** AVAILABLE RECORDS **
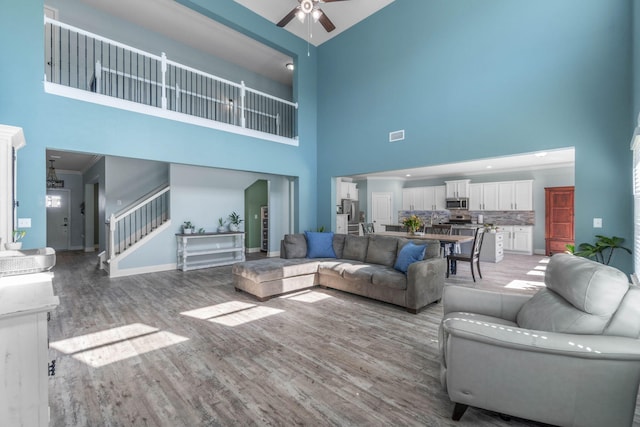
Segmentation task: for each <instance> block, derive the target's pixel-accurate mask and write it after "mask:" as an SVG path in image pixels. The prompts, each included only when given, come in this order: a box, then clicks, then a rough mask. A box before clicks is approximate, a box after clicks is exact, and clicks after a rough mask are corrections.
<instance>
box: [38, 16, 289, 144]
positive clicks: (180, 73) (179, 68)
mask: <svg viewBox="0 0 640 427" xmlns="http://www.w3.org/2000/svg"><path fill="white" fill-rule="evenodd" d="M44 25H45V62H46V64H47V65H46V67H45V68H46V71H45V80H46V82H48V83H54V84H58V85H62V86H67V87H70V88H73V89H80V90H83V91H88V92H94V93H97V94H101V95H107V96H109V97H114V98H118V99H121V100H125V101H130V102H134V103H138V104H142V105H145V106H150V107H155V108H159V109H162V110H167V111H173V112H176V113H182V114H187V115H189V116H193V117H198V118H202V119H206V120H211V121H213V122H217V123H223V124H225V125H231V126H237V127H239V128H242V129H249V130H252V131H257V132H263V133H267V134H270V135H275V136H278V137H282V138H288V139H297V109H298V104H297V103H294V102H291V101H287V100H284V99H280V98H278V97H275V96H272V95H269V94H267V93H264V92H261V91H258V90H255V89H251V88H249V87H247V86H245V84H244V82H240V83H234V82H231V81H229V80H225V79H222V78H220V77H217V76H214V75H212V74H209V73H206V72H204V71H200V70H196V69H194V68H191V67H188V66H186V65H182V64H180V63H177V62H174V61H171V60H169V59H168V58H167V56H166V55H165V54H164V53H162V54H161V55H160V56H158V55H154V54H152V53H148V52H145V51H142V50H140V49H136V48H134V47H131V46H127V45H125V44H122V43H119V42H117V41H114V40H111V39H108V38H105V37H102V36H99V35H96V34H93V33H90V32H88V31H85V30H82V29H80V28H77V27H74V26H71V25H68V24H64V23H62V22H60V21H56V20H54V19H51V18H48V17H46V16H45V18H44ZM214 127H215V126H214Z"/></svg>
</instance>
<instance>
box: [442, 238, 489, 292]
mask: <svg viewBox="0 0 640 427" xmlns="http://www.w3.org/2000/svg"><path fill="white" fill-rule="evenodd" d="M483 237H484V228H482V227H478V228H476V232H475V234H474V238H473V244H472V245H471V252H470V253H468V254H450V255H447V277H449V272H450V271H451V264H452V263H457V262H459V261H462V262H468V263H470V266H471V277H472V278H473V281H474V282H475V281H476V276H475V274H474V272H473V264H474V263H475V265H476V268H477V269H478V275H479V276H480V278H481V279H482V272H481V271H480V249H481V248H482V240H483ZM456 271H457V269H456Z"/></svg>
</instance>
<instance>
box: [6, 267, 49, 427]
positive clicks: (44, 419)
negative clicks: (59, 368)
mask: <svg viewBox="0 0 640 427" xmlns="http://www.w3.org/2000/svg"><path fill="white" fill-rule="evenodd" d="M52 278H53V274H52V273H35V274H24V275H19V276H6V277H2V278H0V355H1V356H2V363H1V364H0V378H2V385H0V396H2V398H1V399H0V424H2V425H3V426H48V425H49V378H48V376H49V374H52V375H53V374H54V371H53V367H52V366H53V365H52V364H50V363H49V362H50V359H49V345H48V338H47V336H48V325H47V318H48V312H49V311H51V310H53V309H54V308H55V307H57V306H58V304H59V303H60V301H59V299H58V297H57V296H54V295H53V286H52Z"/></svg>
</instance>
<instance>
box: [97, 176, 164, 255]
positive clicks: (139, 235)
mask: <svg viewBox="0 0 640 427" xmlns="http://www.w3.org/2000/svg"><path fill="white" fill-rule="evenodd" d="M169 190H170V187H169V186H168V185H167V186H163V187H160V188H159V189H156V190H154V191H153V192H151V193H150V194H149V195H148V196H145V197H143V198H142V199H140V200H139V201H137V202H134V203H133V204H132V205H131V206H130V207H127V208H125V209H123V210H122V211H120V212H118V213H112V214H111V216H110V217H109V221H107V233H108V237H109V238H108V239H107V259H108V260H109V261H111V260H113V259H114V258H115V257H116V256H117V255H119V254H121V253H122V252H124V251H125V250H127V249H128V248H129V247H131V246H133V245H135V244H136V243H138V242H139V241H140V240H142V239H143V238H144V237H145V236H146V235H148V234H149V233H151V232H152V231H153V230H155V229H156V228H158V227H159V226H160V225H162V224H163V223H164V222H166V221H167V220H168V219H169V194H170V193H169Z"/></svg>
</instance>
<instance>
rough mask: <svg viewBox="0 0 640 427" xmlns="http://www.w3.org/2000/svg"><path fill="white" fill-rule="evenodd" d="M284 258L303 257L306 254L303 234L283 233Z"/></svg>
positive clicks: (304, 240)
mask: <svg viewBox="0 0 640 427" xmlns="http://www.w3.org/2000/svg"><path fill="white" fill-rule="evenodd" d="M284 249H285V254H286V256H285V258H305V257H306V256H307V239H306V238H305V236H304V234H301V233H298V234H285V235H284Z"/></svg>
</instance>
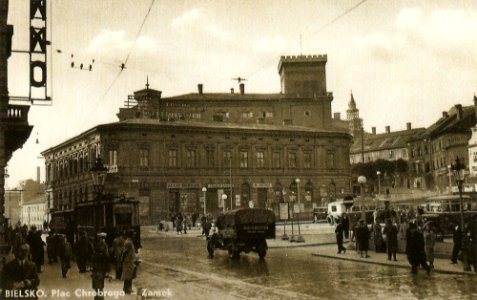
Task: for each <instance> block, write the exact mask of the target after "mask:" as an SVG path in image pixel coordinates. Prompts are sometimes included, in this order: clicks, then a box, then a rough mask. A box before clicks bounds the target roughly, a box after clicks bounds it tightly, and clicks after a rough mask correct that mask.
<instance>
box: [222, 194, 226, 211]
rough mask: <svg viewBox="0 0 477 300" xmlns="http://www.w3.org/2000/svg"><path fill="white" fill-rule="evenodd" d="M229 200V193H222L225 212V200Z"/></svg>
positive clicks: (223, 205) (222, 201)
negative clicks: (227, 198)
mask: <svg viewBox="0 0 477 300" xmlns="http://www.w3.org/2000/svg"><path fill="white" fill-rule="evenodd" d="M226 200H227V194H222V205H223V209H224V212H225V201H226Z"/></svg>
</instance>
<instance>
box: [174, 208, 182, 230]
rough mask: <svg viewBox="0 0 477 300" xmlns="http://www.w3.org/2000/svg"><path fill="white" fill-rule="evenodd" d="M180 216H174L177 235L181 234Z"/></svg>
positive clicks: (181, 227)
mask: <svg viewBox="0 0 477 300" xmlns="http://www.w3.org/2000/svg"><path fill="white" fill-rule="evenodd" d="M182 220H183V218H182V215H181V214H180V213H178V214H177V216H176V221H175V223H176V232H177V234H181V233H182Z"/></svg>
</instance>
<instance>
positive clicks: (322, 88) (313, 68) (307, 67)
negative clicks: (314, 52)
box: [278, 55, 327, 97]
mask: <svg viewBox="0 0 477 300" xmlns="http://www.w3.org/2000/svg"><path fill="white" fill-rule="evenodd" d="M326 61H327V56H326V55H298V56H282V57H281V58H280V62H279V64H278V73H279V74H280V82H281V92H282V94H292V95H298V96H300V97H319V96H326V94H327V93H326V70H325V66H326Z"/></svg>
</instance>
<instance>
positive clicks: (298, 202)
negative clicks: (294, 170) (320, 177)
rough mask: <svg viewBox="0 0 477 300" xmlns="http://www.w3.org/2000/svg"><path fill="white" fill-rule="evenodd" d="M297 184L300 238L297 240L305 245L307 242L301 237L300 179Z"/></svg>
mask: <svg viewBox="0 0 477 300" xmlns="http://www.w3.org/2000/svg"><path fill="white" fill-rule="evenodd" d="M295 182H296V196H297V198H298V214H297V218H298V237H297V238H296V242H297V243H304V242H305V240H304V239H303V236H302V235H301V232H300V213H301V207H300V206H301V205H300V178H297V179H295Z"/></svg>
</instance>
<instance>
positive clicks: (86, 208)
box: [49, 194, 141, 249]
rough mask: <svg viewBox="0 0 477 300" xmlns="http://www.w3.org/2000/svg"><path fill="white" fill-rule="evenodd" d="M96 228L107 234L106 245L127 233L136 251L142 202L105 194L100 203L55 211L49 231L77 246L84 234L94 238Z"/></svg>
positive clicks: (81, 203) (109, 245)
mask: <svg viewBox="0 0 477 300" xmlns="http://www.w3.org/2000/svg"><path fill="white" fill-rule="evenodd" d="M96 222H97V228H98V230H99V231H101V232H105V233H106V234H107V236H106V243H107V244H108V245H109V246H111V245H112V242H113V240H114V238H115V237H116V235H117V234H118V233H119V232H123V231H125V232H127V233H128V234H129V235H130V236H131V238H132V240H133V243H134V246H135V247H136V249H138V248H140V247H141V227H140V224H139V201H138V200H135V199H134V198H127V197H125V196H124V195H121V196H119V197H114V196H112V195H109V194H108V195H103V196H102V197H101V200H100V201H87V202H80V203H77V204H76V207H75V208H74V209H70V210H62V211H56V212H52V214H51V222H50V226H49V227H50V229H54V230H55V231H56V232H58V233H63V234H65V235H66V238H67V239H68V241H69V242H70V243H72V244H74V243H75V242H76V240H77V238H78V235H79V233H80V232H81V231H85V232H86V233H87V234H88V236H94V234H95V231H96V226H95V224H96Z"/></svg>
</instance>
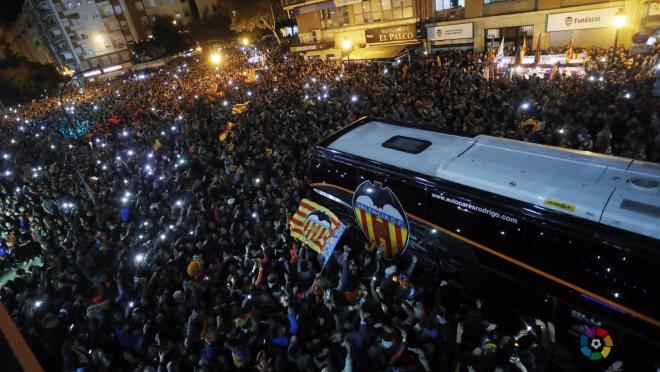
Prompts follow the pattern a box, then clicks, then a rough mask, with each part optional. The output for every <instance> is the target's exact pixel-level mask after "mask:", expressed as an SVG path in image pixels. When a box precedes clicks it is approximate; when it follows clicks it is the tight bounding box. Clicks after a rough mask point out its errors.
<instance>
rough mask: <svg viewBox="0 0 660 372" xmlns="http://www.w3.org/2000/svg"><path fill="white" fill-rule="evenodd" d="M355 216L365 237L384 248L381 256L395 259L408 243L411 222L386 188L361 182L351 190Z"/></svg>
mask: <svg viewBox="0 0 660 372" xmlns="http://www.w3.org/2000/svg"><path fill="white" fill-rule="evenodd" d="M353 210H354V212H355V217H356V219H357V220H358V223H359V224H360V227H361V228H362V231H363V232H364V234H365V235H366V236H367V238H368V239H369V240H370V241H371V242H372V243H375V244H377V245H379V246H381V247H383V249H384V252H383V257H384V258H388V259H392V258H396V257H398V256H399V255H401V253H403V251H404V250H405V249H406V246H407V245H408V237H409V234H408V231H410V224H409V222H408V217H407V216H406V212H405V211H404V210H403V207H402V206H401V202H399V199H398V198H397V197H396V195H395V194H394V192H393V191H392V190H391V189H390V188H389V187H383V185H382V184H381V183H379V182H371V181H364V182H362V183H361V184H360V185H359V186H358V187H357V188H356V189H355V192H354V193H353Z"/></svg>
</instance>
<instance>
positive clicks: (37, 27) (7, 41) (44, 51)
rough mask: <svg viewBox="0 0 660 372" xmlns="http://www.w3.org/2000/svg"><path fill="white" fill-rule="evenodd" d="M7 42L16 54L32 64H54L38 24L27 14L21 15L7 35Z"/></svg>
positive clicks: (47, 46)
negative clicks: (33, 22) (39, 29)
mask: <svg viewBox="0 0 660 372" xmlns="http://www.w3.org/2000/svg"><path fill="white" fill-rule="evenodd" d="M5 40H6V41H7V43H9V45H10V47H11V49H12V51H13V52H14V53H16V54H18V55H21V56H23V57H25V58H26V59H27V60H28V61H30V62H39V63H52V62H53V60H52V57H51V55H50V53H49V51H48V46H47V45H46V44H45V43H44V41H43V40H42V38H41V34H40V32H39V28H38V26H37V24H35V23H33V22H32V20H31V19H30V17H29V16H28V15H27V14H25V13H22V14H20V15H19V17H18V19H17V20H16V22H15V23H14V24H13V25H12V27H11V28H10V29H9V31H8V32H7V33H6V34H5Z"/></svg>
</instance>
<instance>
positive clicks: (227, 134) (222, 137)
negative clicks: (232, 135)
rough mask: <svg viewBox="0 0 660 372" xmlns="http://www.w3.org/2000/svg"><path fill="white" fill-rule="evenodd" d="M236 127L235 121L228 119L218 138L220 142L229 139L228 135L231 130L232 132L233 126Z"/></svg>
mask: <svg viewBox="0 0 660 372" xmlns="http://www.w3.org/2000/svg"><path fill="white" fill-rule="evenodd" d="M233 127H234V123H232V122H231V121H228V122H227V124H226V125H225V129H223V130H222V132H220V135H219V136H218V139H219V140H220V142H225V140H227V137H228V136H229V132H231V128H233Z"/></svg>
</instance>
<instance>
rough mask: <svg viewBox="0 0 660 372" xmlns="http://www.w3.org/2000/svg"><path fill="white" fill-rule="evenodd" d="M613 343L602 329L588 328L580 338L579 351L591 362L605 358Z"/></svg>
mask: <svg viewBox="0 0 660 372" xmlns="http://www.w3.org/2000/svg"><path fill="white" fill-rule="evenodd" d="M613 346H614V343H613V342H612V337H610V335H609V334H608V333H607V331H606V330H605V329H603V328H589V329H587V331H586V332H585V333H584V334H583V335H582V336H580V351H581V352H582V354H584V356H586V357H587V358H589V359H591V360H599V359H604V358H607V356H608V355H610V351H612V347H613Z"/></svg>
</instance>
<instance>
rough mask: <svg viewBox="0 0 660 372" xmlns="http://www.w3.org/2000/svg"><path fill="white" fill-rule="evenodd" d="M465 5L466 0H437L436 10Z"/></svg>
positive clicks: (462, 5) (439, 10) (446, 8)
mask: <svg viewBox="0 0 660 372" xmlns="http://www.w3.org/2000/svg"><path fill="white" fill-rule="evenodd" d="M463 7H465V0H435V11H436V12H439V11H442V10H447V9H454V8H463Z"/></svg>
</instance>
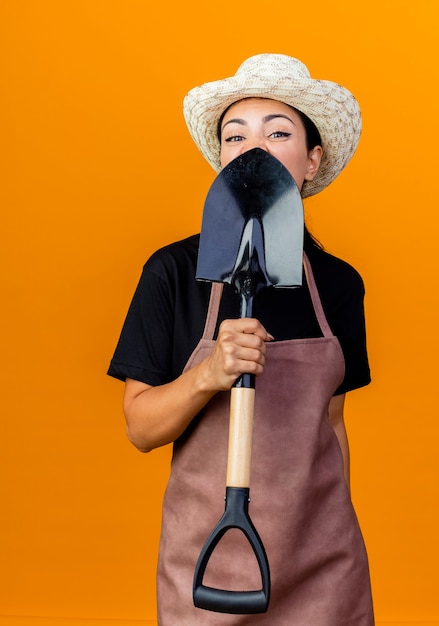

** EXERCISE INSTRUCTIONS **
Starting at the first line of the material above and ending with the line that contains "box: [38, 16, 289, 144]", reproduce every line exactly, and leave out the pictures.

** RESPONSE BELOW **
Segmentation task: for each <instance> block, derive the target's pixel-accurate mask and write it after "mask:" as an SVG path in image pixels. The prompts, each included only when given, come in this order: a box, then clicks, then a rough mask. A box before clicks is approximate, a box after clicks is exact, and clicks after a rough mask are corrections.
<instance>
box: [38, 16, 289, 144]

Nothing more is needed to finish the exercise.